WHAT THE TASK ASKS -> Report each line of the rows below that contains the string "bridge", copying every such line in full. Case counts when matching.

RECORDS ->
══════════════════════════════

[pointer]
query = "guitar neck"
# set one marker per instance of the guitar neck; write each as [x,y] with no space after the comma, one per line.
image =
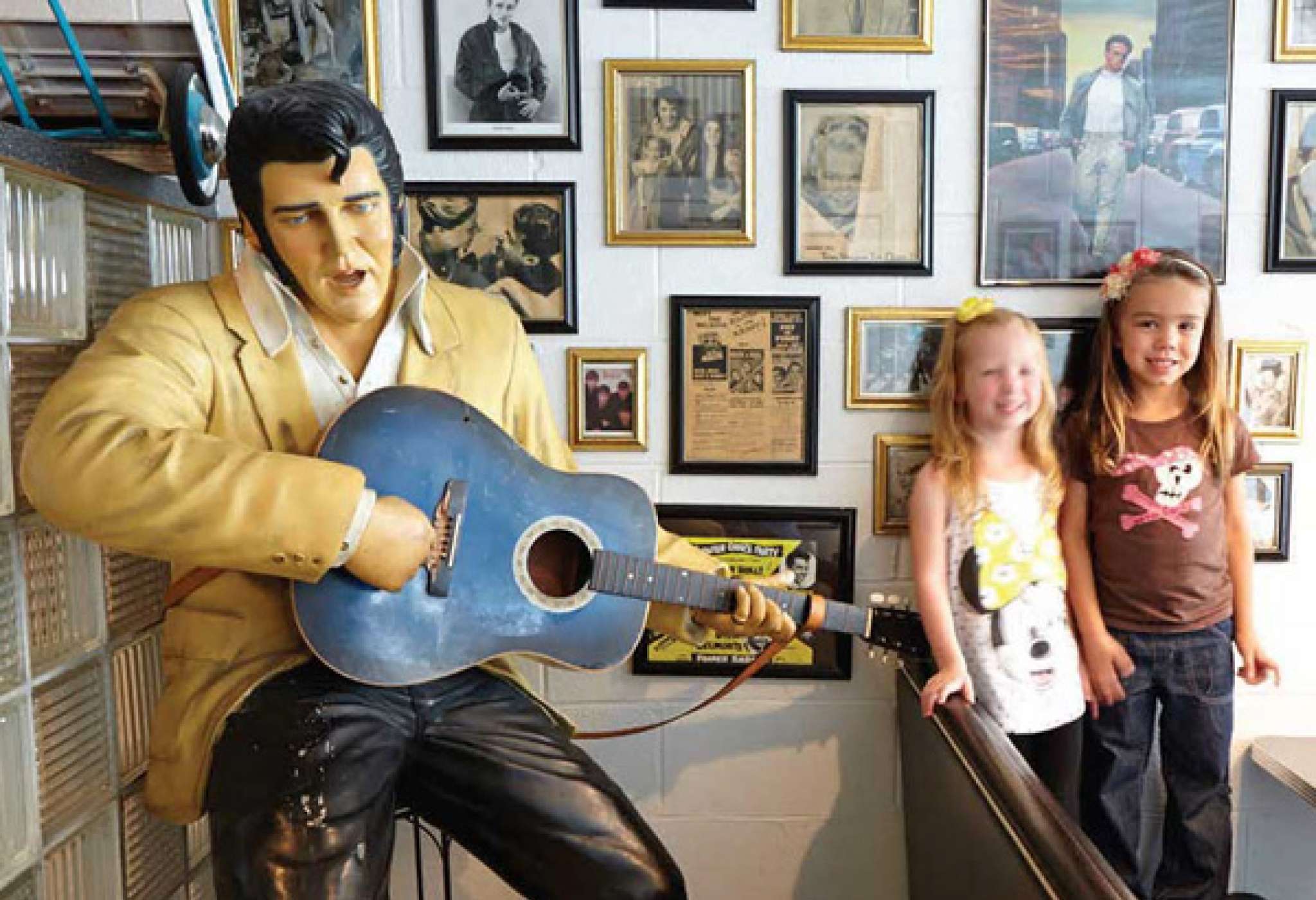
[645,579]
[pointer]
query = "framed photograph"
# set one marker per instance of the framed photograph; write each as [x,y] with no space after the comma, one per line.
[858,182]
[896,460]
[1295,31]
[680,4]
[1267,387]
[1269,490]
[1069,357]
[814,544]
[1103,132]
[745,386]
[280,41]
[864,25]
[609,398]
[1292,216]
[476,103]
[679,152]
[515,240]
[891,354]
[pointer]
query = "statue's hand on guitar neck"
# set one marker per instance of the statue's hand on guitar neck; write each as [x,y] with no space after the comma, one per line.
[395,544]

══════════════════════════════

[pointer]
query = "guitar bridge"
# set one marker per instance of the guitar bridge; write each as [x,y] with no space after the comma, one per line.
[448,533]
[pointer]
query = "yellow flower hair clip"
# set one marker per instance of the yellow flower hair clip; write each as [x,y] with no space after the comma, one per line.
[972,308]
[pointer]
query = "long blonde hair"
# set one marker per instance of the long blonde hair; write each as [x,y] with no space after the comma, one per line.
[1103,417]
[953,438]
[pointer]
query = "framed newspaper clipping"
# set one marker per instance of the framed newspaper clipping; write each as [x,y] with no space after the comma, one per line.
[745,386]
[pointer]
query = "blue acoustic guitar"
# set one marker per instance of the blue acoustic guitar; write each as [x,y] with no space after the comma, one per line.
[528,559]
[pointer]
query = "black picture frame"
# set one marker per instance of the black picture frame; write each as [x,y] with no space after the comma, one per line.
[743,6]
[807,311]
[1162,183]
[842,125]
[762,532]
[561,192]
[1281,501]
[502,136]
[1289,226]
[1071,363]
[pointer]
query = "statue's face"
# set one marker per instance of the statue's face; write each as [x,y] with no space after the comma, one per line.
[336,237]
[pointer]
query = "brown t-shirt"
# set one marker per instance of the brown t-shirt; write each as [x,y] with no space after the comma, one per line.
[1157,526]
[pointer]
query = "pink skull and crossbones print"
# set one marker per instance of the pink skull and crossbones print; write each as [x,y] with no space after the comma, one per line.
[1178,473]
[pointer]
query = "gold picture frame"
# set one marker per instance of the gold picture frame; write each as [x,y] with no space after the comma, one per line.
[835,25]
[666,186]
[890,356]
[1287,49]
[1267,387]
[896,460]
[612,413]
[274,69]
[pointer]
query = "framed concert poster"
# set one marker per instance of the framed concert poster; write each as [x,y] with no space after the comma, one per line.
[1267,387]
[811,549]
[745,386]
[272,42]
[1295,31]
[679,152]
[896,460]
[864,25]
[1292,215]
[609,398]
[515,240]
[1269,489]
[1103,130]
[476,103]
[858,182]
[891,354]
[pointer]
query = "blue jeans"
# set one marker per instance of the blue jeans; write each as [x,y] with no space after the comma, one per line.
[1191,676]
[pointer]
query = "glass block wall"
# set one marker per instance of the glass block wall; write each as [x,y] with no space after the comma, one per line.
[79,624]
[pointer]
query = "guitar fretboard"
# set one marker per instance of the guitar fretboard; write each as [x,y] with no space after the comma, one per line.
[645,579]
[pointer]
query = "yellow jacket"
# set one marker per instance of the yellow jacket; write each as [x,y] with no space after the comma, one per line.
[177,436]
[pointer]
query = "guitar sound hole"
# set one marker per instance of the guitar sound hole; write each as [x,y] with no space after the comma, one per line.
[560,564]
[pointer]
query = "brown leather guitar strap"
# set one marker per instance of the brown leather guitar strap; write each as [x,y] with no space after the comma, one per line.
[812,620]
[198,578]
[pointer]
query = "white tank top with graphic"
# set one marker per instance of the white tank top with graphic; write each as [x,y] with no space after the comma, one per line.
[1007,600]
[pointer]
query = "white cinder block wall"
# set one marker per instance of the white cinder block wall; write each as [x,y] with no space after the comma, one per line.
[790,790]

══════════════════════════════

SOLVED PROBLEM ->
query = "guitar bridge"
# set one marker per instance of the guitar bridge; write each as [x,y] with no space after the comma, one per line.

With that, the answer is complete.